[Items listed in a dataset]

§ §

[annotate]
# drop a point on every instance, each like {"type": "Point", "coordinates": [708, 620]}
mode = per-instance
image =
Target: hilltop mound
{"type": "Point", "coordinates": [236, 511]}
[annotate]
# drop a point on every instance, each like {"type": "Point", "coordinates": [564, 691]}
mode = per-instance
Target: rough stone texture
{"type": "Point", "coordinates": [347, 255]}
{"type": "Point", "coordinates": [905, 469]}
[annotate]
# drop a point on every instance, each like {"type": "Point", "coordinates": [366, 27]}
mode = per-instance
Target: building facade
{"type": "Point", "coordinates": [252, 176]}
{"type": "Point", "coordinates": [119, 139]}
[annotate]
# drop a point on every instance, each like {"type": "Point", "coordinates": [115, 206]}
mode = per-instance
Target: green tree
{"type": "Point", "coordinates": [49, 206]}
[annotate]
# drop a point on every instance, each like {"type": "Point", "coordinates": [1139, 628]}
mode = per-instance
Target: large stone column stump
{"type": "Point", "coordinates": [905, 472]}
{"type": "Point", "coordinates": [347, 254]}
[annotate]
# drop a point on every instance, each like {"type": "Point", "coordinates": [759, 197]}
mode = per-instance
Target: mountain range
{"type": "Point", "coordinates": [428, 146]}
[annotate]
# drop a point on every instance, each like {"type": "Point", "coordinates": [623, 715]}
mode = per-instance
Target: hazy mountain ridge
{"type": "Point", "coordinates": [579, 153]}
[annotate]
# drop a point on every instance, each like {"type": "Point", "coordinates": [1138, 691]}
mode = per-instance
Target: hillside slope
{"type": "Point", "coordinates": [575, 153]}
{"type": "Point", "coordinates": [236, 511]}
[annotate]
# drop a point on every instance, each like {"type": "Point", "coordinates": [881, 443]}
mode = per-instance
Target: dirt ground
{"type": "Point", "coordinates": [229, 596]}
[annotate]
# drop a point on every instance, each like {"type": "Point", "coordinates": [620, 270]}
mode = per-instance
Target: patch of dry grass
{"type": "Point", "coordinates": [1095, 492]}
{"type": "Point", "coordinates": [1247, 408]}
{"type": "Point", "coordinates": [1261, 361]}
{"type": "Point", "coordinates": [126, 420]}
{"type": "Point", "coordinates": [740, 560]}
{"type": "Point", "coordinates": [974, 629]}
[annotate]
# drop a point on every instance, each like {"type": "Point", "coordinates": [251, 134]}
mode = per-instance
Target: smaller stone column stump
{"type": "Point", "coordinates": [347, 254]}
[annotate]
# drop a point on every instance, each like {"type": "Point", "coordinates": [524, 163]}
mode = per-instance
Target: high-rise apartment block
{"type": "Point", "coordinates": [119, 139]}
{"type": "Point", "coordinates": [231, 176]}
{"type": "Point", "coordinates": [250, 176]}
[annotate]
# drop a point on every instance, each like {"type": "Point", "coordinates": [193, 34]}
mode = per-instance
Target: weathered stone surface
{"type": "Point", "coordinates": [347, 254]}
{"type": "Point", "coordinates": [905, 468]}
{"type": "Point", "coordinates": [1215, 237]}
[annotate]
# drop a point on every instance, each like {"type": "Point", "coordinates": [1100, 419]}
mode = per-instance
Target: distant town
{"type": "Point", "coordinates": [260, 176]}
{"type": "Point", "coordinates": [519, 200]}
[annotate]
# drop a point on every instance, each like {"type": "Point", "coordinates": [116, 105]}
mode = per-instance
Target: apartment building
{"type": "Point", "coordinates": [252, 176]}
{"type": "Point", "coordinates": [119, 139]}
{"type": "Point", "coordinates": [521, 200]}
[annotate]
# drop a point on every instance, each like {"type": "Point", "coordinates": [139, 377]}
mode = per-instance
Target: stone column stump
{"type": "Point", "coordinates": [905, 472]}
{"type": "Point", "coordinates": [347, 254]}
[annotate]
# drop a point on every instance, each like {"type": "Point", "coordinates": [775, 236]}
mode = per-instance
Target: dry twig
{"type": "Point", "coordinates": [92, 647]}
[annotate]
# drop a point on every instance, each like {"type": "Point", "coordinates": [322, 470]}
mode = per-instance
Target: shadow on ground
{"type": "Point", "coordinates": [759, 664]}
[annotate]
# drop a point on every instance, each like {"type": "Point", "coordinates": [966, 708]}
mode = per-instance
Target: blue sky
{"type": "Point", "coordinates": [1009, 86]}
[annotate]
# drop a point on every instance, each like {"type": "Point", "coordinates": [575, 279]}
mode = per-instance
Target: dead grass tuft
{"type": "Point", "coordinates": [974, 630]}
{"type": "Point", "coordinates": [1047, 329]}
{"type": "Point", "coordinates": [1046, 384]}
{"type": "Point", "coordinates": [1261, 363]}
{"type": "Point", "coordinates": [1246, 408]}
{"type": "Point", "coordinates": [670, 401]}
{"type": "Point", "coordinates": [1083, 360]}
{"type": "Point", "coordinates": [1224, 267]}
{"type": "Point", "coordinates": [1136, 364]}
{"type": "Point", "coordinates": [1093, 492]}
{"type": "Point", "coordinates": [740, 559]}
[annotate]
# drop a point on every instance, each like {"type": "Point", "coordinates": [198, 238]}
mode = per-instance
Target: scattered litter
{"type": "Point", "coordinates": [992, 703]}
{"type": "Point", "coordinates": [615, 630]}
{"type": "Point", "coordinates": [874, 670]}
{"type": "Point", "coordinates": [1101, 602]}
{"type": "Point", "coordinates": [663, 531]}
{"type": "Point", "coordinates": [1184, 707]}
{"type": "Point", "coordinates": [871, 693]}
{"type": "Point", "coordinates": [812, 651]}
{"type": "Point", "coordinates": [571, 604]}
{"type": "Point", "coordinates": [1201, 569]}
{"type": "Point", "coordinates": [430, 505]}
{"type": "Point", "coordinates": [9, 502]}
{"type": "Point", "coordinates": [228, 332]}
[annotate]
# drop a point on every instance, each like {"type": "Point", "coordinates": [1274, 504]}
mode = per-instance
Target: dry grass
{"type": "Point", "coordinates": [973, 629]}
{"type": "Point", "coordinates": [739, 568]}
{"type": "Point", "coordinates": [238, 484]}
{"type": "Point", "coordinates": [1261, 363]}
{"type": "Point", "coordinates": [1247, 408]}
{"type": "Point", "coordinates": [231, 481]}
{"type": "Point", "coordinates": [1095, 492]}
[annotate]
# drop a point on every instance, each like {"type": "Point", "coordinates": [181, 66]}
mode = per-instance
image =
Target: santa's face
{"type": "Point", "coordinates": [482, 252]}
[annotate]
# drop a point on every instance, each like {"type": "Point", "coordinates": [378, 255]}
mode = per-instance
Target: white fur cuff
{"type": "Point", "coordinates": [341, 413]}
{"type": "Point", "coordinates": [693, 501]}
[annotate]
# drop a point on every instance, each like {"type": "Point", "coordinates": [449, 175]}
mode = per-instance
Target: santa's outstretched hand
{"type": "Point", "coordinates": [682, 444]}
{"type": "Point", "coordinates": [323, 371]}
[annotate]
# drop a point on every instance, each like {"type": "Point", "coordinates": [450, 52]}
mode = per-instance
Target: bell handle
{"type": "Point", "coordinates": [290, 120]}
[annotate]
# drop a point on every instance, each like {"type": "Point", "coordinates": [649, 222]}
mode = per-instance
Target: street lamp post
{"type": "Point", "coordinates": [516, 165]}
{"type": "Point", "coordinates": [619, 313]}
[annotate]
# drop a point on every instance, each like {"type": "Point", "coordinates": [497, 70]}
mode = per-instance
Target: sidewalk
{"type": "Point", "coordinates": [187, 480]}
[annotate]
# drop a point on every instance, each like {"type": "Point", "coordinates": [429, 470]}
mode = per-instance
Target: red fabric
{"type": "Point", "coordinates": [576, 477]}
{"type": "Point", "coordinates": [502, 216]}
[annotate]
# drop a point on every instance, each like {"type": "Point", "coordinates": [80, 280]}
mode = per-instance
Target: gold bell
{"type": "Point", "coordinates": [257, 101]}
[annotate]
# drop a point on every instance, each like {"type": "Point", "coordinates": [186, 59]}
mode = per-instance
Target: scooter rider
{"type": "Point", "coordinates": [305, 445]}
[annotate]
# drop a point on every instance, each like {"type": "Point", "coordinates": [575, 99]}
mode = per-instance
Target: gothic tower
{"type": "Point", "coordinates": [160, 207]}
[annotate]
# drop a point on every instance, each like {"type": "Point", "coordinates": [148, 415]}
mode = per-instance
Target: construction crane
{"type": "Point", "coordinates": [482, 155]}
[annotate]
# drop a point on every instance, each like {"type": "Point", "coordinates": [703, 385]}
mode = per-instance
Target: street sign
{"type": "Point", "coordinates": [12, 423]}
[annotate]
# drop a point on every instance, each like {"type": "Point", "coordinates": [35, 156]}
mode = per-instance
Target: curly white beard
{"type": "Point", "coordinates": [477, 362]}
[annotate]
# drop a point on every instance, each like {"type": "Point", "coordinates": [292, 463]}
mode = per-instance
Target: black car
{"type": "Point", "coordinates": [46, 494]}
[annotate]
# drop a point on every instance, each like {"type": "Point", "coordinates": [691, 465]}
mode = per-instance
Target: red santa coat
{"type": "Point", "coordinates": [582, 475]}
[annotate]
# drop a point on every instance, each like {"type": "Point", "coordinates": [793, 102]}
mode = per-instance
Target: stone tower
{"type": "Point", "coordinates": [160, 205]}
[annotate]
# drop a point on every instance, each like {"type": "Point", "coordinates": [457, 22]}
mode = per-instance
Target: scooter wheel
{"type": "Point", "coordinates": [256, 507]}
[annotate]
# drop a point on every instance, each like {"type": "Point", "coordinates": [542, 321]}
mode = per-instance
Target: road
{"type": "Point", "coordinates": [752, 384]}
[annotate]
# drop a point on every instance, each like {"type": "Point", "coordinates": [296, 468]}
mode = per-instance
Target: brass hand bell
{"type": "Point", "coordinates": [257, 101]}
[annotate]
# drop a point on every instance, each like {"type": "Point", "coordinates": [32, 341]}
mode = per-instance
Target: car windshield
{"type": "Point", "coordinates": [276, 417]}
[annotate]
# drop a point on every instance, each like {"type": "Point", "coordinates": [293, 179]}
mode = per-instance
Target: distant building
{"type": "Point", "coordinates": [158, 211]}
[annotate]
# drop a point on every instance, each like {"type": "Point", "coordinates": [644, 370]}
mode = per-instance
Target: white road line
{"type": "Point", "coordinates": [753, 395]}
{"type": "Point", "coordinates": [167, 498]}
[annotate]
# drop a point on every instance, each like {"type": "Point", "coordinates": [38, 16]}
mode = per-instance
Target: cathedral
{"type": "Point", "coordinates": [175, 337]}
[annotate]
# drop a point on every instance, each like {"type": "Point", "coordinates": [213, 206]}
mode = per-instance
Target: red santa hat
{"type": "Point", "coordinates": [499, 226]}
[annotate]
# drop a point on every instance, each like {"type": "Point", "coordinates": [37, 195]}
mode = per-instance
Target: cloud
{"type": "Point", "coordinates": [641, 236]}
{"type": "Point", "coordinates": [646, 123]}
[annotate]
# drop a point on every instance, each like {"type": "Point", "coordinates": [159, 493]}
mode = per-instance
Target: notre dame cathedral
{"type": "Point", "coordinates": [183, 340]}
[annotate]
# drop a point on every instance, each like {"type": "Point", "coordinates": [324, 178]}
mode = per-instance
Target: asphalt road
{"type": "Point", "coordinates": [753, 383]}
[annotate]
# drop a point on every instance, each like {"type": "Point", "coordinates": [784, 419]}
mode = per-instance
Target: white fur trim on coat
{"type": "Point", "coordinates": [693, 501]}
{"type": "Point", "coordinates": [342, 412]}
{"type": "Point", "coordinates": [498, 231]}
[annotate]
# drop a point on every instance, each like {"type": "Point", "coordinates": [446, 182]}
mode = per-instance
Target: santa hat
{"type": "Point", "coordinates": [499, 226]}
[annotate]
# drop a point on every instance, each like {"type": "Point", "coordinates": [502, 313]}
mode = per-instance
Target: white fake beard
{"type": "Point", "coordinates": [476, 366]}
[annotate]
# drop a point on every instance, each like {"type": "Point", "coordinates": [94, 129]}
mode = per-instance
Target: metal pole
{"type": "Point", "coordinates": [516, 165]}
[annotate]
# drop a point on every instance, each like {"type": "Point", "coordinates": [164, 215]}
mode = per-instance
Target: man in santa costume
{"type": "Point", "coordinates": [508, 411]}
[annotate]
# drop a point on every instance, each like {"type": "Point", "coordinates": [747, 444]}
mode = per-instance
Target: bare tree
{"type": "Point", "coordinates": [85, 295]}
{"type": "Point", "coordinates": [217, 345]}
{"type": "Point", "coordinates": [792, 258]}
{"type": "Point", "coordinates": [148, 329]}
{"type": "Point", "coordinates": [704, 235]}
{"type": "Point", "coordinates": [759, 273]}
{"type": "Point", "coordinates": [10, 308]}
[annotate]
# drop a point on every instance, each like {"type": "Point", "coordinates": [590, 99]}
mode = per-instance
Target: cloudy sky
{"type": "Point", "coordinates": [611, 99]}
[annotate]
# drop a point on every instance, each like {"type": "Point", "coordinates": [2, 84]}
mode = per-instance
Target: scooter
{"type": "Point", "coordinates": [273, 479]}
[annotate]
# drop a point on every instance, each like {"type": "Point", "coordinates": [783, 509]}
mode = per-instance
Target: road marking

§ §

#### TASK DIRECTIONS:
State how many lines of the rows above contain the string "road", counting only matches with the same case. Give only the number.

#### PROBLEM SOLUTION:
4